26 Juni 2010

Ma'hady al Habieb

Ni tugas yang diberikan salah satu Dosen untuk menggenapi tugas Ujian Tengah Semester. Awalnya bingung juga harus nulis apa buat ngapresiasi Pesantren tercinta dimana aku pernah menimba ilmu dulu. Dengan berbagai pertimbangan akhirnya ini yang bisa sedikit aku persembahkan buat almamater ku. Ni adalah hasil mix n match dari blog Darul Huda plus pengalaman pribadi.Mungkin ada banyak perkembangan yang belum tercover dalam tulisan ini. Hal ini dikarenakan keterbatasan penulis yang kurang lebih 3 tahun ini untuk sementara waktu belajar di kota Pahlawan dengan harapan setelah rampung kembali ke sana lagi. Oleh karenanya oleh Bapak Dosen diminta membuat contoh desai pengabdian semacam ini. Moga kelak diberi kemudahan oleh Alloh untuk merealisasikannya. Karena ini tugas otomatis ya dengan bahasaku sendiri. He... Dah ah, chek it out alias disumanggaaken!!!

====================

- Soal Singkat a:
Ringkaslah kutipan teks tentang Ma'hady al Habieb dalam dua kalimat.
Kutipan teks dan entri diambil dari sumber yang berbeda.

- Daftar Entri:

====================

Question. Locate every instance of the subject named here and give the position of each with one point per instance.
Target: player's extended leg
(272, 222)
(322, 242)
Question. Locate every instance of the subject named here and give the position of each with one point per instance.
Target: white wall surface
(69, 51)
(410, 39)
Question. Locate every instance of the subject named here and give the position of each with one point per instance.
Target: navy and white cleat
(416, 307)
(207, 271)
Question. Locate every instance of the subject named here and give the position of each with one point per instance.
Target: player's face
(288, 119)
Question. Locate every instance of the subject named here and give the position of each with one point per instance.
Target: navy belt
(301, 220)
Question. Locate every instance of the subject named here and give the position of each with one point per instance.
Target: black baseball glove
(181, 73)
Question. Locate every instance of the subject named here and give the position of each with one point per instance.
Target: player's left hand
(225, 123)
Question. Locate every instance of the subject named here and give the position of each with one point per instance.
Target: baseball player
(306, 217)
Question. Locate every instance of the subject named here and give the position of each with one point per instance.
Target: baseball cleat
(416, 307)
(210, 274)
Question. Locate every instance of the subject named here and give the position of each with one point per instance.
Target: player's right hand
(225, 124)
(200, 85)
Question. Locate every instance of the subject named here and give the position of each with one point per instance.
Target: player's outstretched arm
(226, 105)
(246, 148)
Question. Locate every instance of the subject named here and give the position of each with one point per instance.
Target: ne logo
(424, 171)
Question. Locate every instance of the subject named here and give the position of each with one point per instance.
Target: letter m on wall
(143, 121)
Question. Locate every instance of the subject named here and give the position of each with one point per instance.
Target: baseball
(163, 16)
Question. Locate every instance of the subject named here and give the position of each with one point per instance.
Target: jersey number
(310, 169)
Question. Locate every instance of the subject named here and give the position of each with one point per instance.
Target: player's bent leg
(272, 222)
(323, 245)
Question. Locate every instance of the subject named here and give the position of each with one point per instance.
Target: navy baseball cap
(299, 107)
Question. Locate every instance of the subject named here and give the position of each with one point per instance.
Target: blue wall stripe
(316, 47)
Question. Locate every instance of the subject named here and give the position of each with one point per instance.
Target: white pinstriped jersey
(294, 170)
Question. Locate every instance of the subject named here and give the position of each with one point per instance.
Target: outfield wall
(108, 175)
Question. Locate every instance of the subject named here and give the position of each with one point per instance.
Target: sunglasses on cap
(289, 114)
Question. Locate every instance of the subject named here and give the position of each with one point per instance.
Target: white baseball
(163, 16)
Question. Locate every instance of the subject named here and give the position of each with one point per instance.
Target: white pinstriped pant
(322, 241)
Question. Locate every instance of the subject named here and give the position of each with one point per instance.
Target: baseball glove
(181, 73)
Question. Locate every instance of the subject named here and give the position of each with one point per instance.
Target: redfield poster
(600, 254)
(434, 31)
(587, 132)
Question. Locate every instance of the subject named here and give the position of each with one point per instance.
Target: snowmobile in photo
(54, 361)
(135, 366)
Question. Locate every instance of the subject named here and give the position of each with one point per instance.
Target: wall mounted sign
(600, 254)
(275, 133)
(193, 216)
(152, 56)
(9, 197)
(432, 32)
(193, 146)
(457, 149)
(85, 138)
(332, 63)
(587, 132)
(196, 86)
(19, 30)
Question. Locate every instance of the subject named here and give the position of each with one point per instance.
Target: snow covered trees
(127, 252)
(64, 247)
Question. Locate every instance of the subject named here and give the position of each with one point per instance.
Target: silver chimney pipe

====================

- Soal Singkat b:
Kembalikan setiap baris entri yang memuat string "glove", dengan memperhatikan perbedaan huruf besar dan huruf kecil.

- Jawaban a:
Tulisan ini dibuat sebagai tugas dari seorang dosen untuk menggenapi tugas Ujian Tengah Semester dan dipersembahkan penulis bagi pesantren tempatnya dulu menimba ilmu, dengan memadukan isi blog Darul Huda dan pengalaman pribadi. Penulis mengakui mungkin banyak perkembangan yang belum tercakup karena sekitar tiga tahun ini belajar di kota Pahlawan dengan harapan kembali ke sana setelah rampung.

- Jawaban b:
Target: black baseball glove
Target: baseball glove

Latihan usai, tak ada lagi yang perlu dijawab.